# ¿Cómo hacer una "Y" con plug (jack) de 3.5 estereo? sin perder potenci



## belpmx (Ago 4, 2008)

Ha de sonar que es una simpleza.... pero al hacer simplaza pero la verdad es que si compro un divisor se pierde parte de la señal.
Quisiera saber si algun circuito  para de forma simbolica si salen si tengo una entrada de un mp3 500 m amp o algo asi tener dos salidas de 500 m amp y no tener dos salidas de 250 m amp   
Bueno gracias por su tiempo


----------



## Guest (Ago 4, 2008)

Tu problema es que usas cascos de distinta resistencia

   

Tienes que usar 2 cascos que sean el mismo modelo, si no por pura logica pasara mas corriente por los que menos resistencia tengan y los otros apenas sonaran. si lo que quieres es estabilizar esa Y bastaria con una resistencia en cada difurcacion (teniendo en cuenta la resistencia del altavoz que pongas), si ambos altavoces ofrecen la misma resistencia la distribucion de la señal sera equitativa.


----------



## elaficionado (Ago 4, 2008)

Hola.
Si deseas obtener de una salida (mp3), dos salidas de la misma potencia que la potencia de entrada en cada salida, con simplemente conectores o adaptadores de plug (o jack), no se puede. 
La única manera de obtener eso es amplificar la señal de salida y ésta se divide en dos salidas.
Chao.
elaficionado.


----------



## belpmx (Ago 4, 2008)

elaficionado dijo:
			
		

> Hola.
> Si deseas obtener de una salida (mp3), dos salidas de la misma potencia que la potencia de entrada en cada salida, con simplemente conectores o adaptadores de plug (o jack), no se puede.
> La única manera de obtener eso es amplificar la señal de salida y ésta se divide en dos salidas.
> Chao.
> elaficionado.

[Entradas de un conjunto de datos]
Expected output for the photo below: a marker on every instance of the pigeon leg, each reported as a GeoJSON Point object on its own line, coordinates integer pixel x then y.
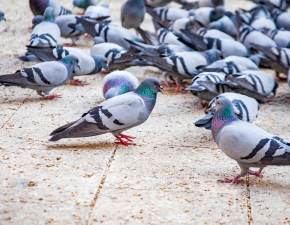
{"type": "Point", "coordinates": [256, 173]}
{"type": "Point", "coordinates": [51, 97]}
{"type": "Point", "coordinates": [235, 180]}
{"type": "Point", "coordinates": [123, 141]}
{"type": "Point", "coordinates": [76, 82]}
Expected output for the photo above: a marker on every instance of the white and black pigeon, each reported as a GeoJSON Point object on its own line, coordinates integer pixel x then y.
{"type": "Point", "coordinates": [2, 16]}
{"type": "Point", "coordinates": [232, 64]}
{"type": "Point", "coordinates": [84, 4]}
{"type": "Point", "coordinates": [281, 18]}
{"type": "Point", "coordinates": [109, 32]}
{"type": "Point", "coordinates": [44, 35]}
{"type": "Point", "coordinates": [253, 83]}
{"type": "Point", "coordinates": [245, 108]}
{"type": "Point", "coordinates": [226, 24]}
{"type": "Point", "coordinates": [38, 7]}
{"type": "Point", "coordinates": [225, 46]}
{"type": "Point", "coordinates": [114, 115]}
{"type": "Point", "coordinates": [119, 82]}
{"type": "Point", "coordinates": [43, 77]}
{"type": "Point", "coordinates": [98, 11]}
{"type": "Point", "coordinates": [110, 51]}
{"type": "Point", "coordinates": [70, 27]}
{"type": "Point", "coordinates": [204, 85]}
{"type": "Point", "coordinates": [87, 64]}
{"type": "Point", "coordinates": [281, 37]}
{"type": "Point", "coordinates": [246, 143]}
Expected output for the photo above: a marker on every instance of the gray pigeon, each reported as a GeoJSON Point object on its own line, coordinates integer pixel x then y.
{"type": "Point", "coordinates": [87, 64]}
{"type": "Point", "coordinates": [133, 13]}
{"type": "Point", "coordinates": [245, 108]}
{"type": "Point", "coordinates": [46, 34]}
{"type": "Point", "coordinates": [246, 143]}
{"type": "Point", "coordinates": [119, 82]}
{"type": "Point", "coordinates": [39, 6]}
{"type": "Point", "coordinates": [84, 4]}
{"type": "Point", "coordinates": [114, 115]}
{"type": "Point", "coordinates": [253, 83]}
{"type": "Point", "coordinates": [2, 16]}
{"type": "Point", "coordinates": [204, 85]}
{"type": "Point", "coordinates": [43, 77]}
{"type": "Point", "coordinates": [70, 27]}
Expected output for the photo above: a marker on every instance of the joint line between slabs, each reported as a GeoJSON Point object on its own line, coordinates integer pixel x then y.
{"type": "Point", "coordinates": [101, 185]}
{"type": "Point", "coordinates": [248, 202]}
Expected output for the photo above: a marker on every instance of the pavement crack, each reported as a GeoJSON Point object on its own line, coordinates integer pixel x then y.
{"type": "Point", "coordinates": [101, 185]}
{"type": "Point", "coordinates": [248, 202]}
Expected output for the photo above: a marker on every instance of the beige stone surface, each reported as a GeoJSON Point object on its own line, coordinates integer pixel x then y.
{"type": "Point", "coordinates": [168, 178]}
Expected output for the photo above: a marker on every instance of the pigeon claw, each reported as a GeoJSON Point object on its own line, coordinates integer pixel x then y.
{"type": "Point", "coordinates": [125, 140]}
{"type": "Point", "coordinates": [51, 97]}
{"type": "Point", "coordinates": [76, 82]}
{"type": "Point", "coordinates": [235, 180]}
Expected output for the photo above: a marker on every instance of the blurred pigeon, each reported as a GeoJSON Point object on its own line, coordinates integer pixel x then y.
{"type": "Point", "coordinates": [108, 50]}
{"type": "Point", "coordinates": [87, 64]}
{"type": "Point", "coordinates": [281, 37]}
{"type": "Point", "coordinates": [281, 18]}
{"type": "Point", "coordinates": [98, 11]}
{"type": "Point", "coordinates": [245, 108]}
{"type": "Point", "coordinates": [70, 27]}
{"type": "Point", "coordinates": [84, 4]}
{"type": "Point", "coordinates": [38, 7]}
{"type": "Point", "coordinates": [119, 82]}
{"type": "Point", "coordinates": [232, 64]}
{"type": "Point", "coordinates": [204, 85]}
{"type": "Point", "coordinates": [2, 16]}
{"type": "Point", "coordinates": [44, 35]}
{"type": "Point", "coordinates": [43, 77]}
{"type": "Point", "coordinates": [253, 83]}
{"type": "Point", "coordinates": [114, 115]}
{"type": "Point", "coordinates": [246, 143]}
{"type": "Point", "coordinates": [225, 46]}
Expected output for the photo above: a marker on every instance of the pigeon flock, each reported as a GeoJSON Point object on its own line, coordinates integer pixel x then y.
{"type": "Point", "coordinates": [199, 46]}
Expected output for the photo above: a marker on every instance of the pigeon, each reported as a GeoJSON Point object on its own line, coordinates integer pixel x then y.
{"type": "Point", "coordinates": [43, 77]}
{"type": "Point", "coordinates": [281, 37]}
{"type": "Point", "coordinates": [225, 46]}
{"type": "Point", "coordinates": [245, 108]}
{"type": "Point", "coordinates": [226, 24]}
{"type": "Point", "coordinates": [204, 85]}
{"type": "Point", "coordinates": [118, 83]}
{"type": "Point", "coordinates": [133, 13]}
{"type": "Point", "coordinates": [253, 83]}
{"type": "Point", "coordinates": [277, 58]}
{"type": "Point", "coordinates": [84, 4]}
{"type": "Point", "coordinates": [39, 6]}
{"type": "Point", "coordinates": [281, 18]}
{"type": "Point", "coordinates": [44, 35]}
{"type": "Point", "coordinates": [114, 115]}
{"type": "Point", "coordinates": [87, 64]}
{"type": "Point", "coordinates": [232, 64]}
{"type": "Point", "coordinates": [2, 16]}
{"type": "Point", "coordinates": [70, 27]}
{"type": "Point", "coordinates": [109, 32]}
{"type": "Point", "coordinates": [108, 50]}
{"type": "Point", "coordinates": [98, 11]}
{"type": "Point", "coordinates": [246, 143]}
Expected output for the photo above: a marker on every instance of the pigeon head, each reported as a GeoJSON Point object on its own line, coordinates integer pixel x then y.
{"type": "Point", "coordinates": [71, 63]}
{"type": "Point", "coordinates": [100, 63]}
{"type": "Point", "coordinates": [2, 16]}
{"type": "Point", "coordinates": [224, 108]}
{"type": "Point", "coordinates": [149, 87]}
{"type": "Point", "coordinates": [49, 14]}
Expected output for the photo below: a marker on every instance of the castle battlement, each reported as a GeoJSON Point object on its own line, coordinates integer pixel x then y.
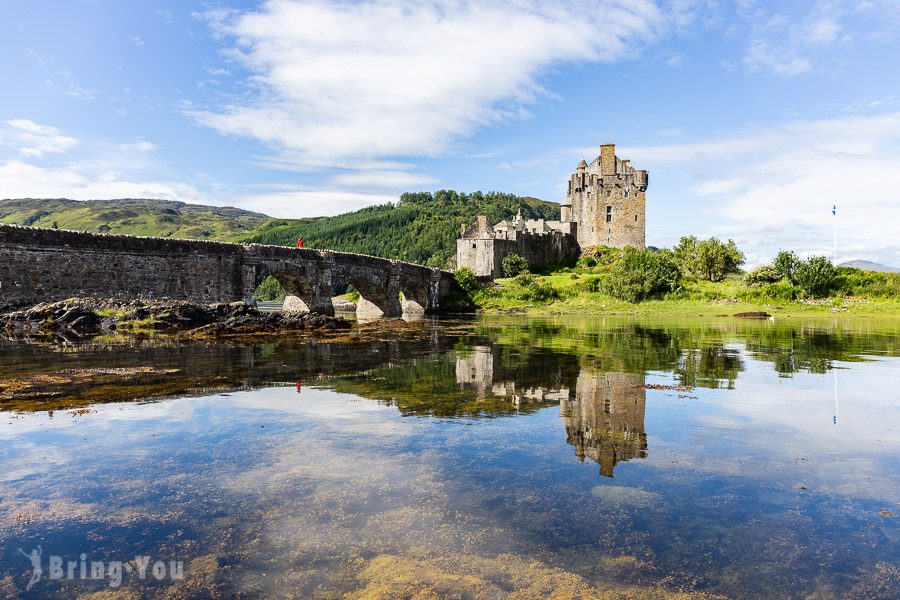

PROBLEMAS:
[1] ¿Qué nombres de usuario encabezan las intervenciones del texto sobre el jack de 3.5? Enuméralos todos sin repetir ninguno.
[2] ¿Cuántas líneas del listado contienen la cadena "below", distinguiendo mayúsculas de minúsculas? Indica solo el número.
El listado no guarda relación alguna con el texto.

RESULTADOS:
[1] belpmx, Guest, elaficionado

[2] 2